Written instruction =
Return the listing below line for line, with no changes.

Rows =
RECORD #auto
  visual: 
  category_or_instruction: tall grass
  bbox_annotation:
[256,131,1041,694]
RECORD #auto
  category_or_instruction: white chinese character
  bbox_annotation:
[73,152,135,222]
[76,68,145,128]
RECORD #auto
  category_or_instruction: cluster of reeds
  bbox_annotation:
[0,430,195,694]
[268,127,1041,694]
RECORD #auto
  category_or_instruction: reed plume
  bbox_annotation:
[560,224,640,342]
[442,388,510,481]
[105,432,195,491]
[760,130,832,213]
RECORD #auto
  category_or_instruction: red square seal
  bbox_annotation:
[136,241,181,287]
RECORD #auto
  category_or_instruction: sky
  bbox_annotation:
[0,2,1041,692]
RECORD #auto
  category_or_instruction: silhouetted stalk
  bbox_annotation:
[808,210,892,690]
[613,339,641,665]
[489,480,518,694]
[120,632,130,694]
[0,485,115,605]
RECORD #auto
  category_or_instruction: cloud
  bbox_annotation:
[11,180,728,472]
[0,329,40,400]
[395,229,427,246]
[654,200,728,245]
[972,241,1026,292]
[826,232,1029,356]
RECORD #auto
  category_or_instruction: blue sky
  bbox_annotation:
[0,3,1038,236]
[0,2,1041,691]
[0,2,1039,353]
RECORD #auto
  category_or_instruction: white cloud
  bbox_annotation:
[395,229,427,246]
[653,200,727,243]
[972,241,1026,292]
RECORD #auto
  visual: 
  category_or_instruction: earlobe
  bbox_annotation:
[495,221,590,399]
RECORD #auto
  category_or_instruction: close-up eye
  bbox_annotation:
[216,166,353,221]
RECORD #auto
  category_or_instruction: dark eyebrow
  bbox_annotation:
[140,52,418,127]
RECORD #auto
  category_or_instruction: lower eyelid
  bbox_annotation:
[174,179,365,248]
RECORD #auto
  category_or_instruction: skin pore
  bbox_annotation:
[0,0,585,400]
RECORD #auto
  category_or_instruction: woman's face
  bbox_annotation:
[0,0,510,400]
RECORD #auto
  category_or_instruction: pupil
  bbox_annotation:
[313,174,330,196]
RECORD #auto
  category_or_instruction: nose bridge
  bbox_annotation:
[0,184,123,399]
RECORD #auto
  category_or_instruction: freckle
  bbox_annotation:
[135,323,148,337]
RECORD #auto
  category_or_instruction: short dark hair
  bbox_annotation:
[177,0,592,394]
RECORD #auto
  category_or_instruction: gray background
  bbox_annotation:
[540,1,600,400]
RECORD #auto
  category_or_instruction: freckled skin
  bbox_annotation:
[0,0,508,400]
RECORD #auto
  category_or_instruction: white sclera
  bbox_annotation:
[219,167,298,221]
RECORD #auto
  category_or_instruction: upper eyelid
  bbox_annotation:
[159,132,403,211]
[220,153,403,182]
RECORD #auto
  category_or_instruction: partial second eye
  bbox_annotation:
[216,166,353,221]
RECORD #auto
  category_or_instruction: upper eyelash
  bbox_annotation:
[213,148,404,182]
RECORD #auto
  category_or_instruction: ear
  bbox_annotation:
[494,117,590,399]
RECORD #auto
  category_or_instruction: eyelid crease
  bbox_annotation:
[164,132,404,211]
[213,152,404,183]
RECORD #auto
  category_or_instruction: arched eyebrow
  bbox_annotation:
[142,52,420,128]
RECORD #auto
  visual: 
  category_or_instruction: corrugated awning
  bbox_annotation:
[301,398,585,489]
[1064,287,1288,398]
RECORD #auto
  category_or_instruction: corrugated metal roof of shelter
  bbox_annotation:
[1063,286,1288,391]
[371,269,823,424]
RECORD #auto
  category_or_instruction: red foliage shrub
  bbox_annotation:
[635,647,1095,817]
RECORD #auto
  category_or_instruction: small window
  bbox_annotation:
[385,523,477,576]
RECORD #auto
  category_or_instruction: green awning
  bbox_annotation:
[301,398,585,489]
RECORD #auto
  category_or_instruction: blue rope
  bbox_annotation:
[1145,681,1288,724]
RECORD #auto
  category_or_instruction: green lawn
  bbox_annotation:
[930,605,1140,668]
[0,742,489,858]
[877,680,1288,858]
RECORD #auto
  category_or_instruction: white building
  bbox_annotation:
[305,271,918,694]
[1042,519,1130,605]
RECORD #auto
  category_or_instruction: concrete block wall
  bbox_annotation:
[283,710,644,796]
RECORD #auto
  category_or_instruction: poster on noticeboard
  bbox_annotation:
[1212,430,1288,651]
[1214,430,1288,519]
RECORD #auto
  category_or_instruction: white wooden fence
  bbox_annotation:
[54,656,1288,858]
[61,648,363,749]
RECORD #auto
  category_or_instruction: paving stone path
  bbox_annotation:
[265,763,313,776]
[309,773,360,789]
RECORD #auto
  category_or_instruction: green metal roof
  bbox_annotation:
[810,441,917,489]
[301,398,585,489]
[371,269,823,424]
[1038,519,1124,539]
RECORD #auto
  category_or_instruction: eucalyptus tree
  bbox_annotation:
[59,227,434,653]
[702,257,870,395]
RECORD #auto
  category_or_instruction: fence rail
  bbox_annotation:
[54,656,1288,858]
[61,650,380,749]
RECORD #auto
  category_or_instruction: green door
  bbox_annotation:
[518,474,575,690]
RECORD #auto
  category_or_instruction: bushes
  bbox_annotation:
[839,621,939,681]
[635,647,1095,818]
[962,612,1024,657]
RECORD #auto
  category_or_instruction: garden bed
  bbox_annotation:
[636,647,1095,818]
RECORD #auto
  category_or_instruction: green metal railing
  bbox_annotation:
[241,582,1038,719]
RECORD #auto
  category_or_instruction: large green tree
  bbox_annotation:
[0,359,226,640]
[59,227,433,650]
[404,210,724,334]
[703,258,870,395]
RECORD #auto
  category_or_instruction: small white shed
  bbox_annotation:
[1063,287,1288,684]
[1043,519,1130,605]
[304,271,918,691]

Right answer =
RECORD #auto
  visual: 
  category_or_instruction: tall grass
  bbox_annotation:
[256,131,1041,694]
RECORD #auto
  category_or_instruction: white chinese character
  bbox_annotation:
[73,152,135,222]
[76,68,145,128]
RECORD #auto
  category_or_instruction: cluster of reeds
  bbox_annotation:
[0,430,195,694]
[268,127,1041,694]
RECORD #auto
  category_or_instruction: reed plume
  bbox_annotation:
[560,224,640,342]
[442,388,510,481]
[105,432,195,491]
[760,130,832,213]
RECORD #auto
  category_or_instruction: red square seal
  bbox_annotation:
[136,241,181,287]
RECORD #auto
  category_or_instruction: sky
  bbox_annotation:
[0,2,1041,692]
RECORD #auto
  category_or_instruction: silhouetted stalk
  bbox_annotation:
[808,210,892,690]
[613,339,641,665]
[489,480,518,694]
[120,632,130,694]
[0,485,115,605]
RECORD #auto
  category_or_instruction: cloud
  bbox_annotation:
[11,180,728,472]
[0,329,40,400]
[395,229,427,246]
[654,200,728,245]
[972,241,1026,292]
[826,232,1029,356]
RECORD #auto
  category_or_instruction: blue sky
  bbox_annotation:
[0,3,1038,236]
[0,2,1041,691]
[0,2,1039,353]
RECORD #auto
  category_or_instruction: white cloud
  bbox_annotation:
[395,229,427,246]
[653,200,727,243]
[972,241,1026,292]
RECORD #auto
  visual: 
  category_or_instruction: earlobe
  bbox_annotation:
[495,221,590,399]
RECORD #auto
  category_or_instruction: close-up eye
  bbox_annotation:
[216,166,353,221]
RECORD #auto
  category_or_instruction: dark eyebrow
  bbox_annotation:
[140,52,418,127]
RECORD #auto
  category_or_instruction: lower eyelid
  bbox_annotation:
[174,179,365,248]
RECORD #auto
  category_or_instruction: skin pore
  bbox_annotation:
[0,0,585,400]
RECORD #auto
  category_or_instruction: woman's face
  bbox_annotation:
[0,0,510,400]
RECORD #auto
  category_or_instruction: pupil
  bbox_annotation:
[313,174,330,196]
RECORD #auto
  category_or_instruction: nose bridge
  bbox_annotation:
[0,184,123,399]
RECORD #auto
  category_or_instruction: freckle
  bbox_annotation:
[135,323,148,337]
RECORD #auto
  category_or_instruction: short dark hair
  bbox_annotation:
[177,0,592,394]
RECORD #auto
  category_or_instruction: gray background
  bbox_annotation:
[540,1,600,400]
RECORD #auto
  category_or_instruction: freckled skin
  bbox_annotation:
[0,0,508,400]
RECORD #auto
  category_or_instruction: white sclera
  bbox_annotation:
[219,167,298,221]
RECORD #auto
  category_or_instruction: upper eyelid
  bbox_annotation:
[159,132,403,211]
[220,153,403,182]
RECORD #auto
  category_or_instruction: partial second eye
  bbox_annotation:
[216,166,353,221]
RECORD #auto
  category_or_instruction: upper eyelash
  bbox_annotation:
[213,148,404,182]
RECORD #auto
  category_or_instruction: ear
  bbox_annotation:
[494,117,590,399]
RECORD #auto
  category_or_instruction: eyelid crease
  bbox_annotation:
[164,132,404,211]
[213,152,404,183]
RECORD #auto
  category_or_instruction: arched eyebrow
  bbox_annotation:
[142,52,420,128]
RECORD #auto
  visual: 
  category_or_instruction: corrugated awning
  bbox_annotation:
[301,398,585,489]
[1064,287,1288,398]
RECORD #auto
  category_or_instruction: corrugated metal roof of shelter
  bbox_annotation:
[1063,286,1288,391]
[371,269,823,424]
RECORD #auto
  category_or_instruction: red foliage shrub
  bbox_annotation:
[635,647,1095,817]
RECORD #auto
  category_or_instruction: small window
  bbox_annotation:
[385,523,477,576]
RECORD #auto
  category_or_instruction: green awning
  bbox_annotation:
[301,398,585,489]
RECORD #auto
  category_or_instruction: blue rope
  bbox_annotation:
[1145,681,1288,724]
RECORD #auto
  category_or_instruction: green lawn
  bbox_annotation:
[930,605,1140,668]
[0,742,489,858]
[877,680,1288,858]
RECORD #auto
  category_or_instruction: white building
  bbox_annotation:
[305,271,918,694]
[1042,519,1130,605]
RECORD #auto
  category_or_instruction: concrete block wall
  bbox_annotation:
[283,710,644,796]
RECORD #auto
  category_or_instruction: poster on noticeboard
  bbox_annotation:
[1212,430,1288,651]
[1214,430,1288,519]
RECORD #auto
  category_or_instruction: white wooden fence
  bbox_annotation:
[54,656,1288,858]
[61,648,363,749]
RECORD #auto
  category_or_instruction: paving stone path
  bbox_annotation:
[265,763,313,776]
[309,773,360,789]
RECORD #auto
  category_or_instruction: green metal roof
  bbox_annotation:
[810,441,917,489]
[301,398,585,489]
[371,269,823,424]
[1038,519,1124,539]
RECORD #auto
  category_or_instruction: eucalyptus tree
  bbox_annotation:
[59,227,434,653]
[702,257,870,395]
RECORD #auto
  category_or_instruction: fence rail
  bbox_annotation:
[54,656,1288,858]
[61,650,380,749]
RECORD #auto
  category_or_instruction: green door
  bbox_annotation:
[518,474,575,690]
RECORD #auto
  category_or_instruction: bushes
  bbox_annotation:
[839,621,939,681]
[635,647,1095,818]
[962,612,1024,657]
RECORD #auto
  category_or_instruction: garden bed
  bbox_annotation:
[636,647,1095,818]
RECORD #auto
  category_or_instruction: green metal railing
  bbox_annotation:
[241,582,1038,719]
RECORD #auto
  category_or_instruction: large green tree
  bbox_annotation:
[0,359,226,640]
[59,227,433,650]
[404,210,724,334]
[703,258,870,395]
RECORD #auto
  category_or_instruction: small white shed
  bbox_annotation:
[1063,287,1288,684]
[1043,519,1130,605]
[304,271,918,691]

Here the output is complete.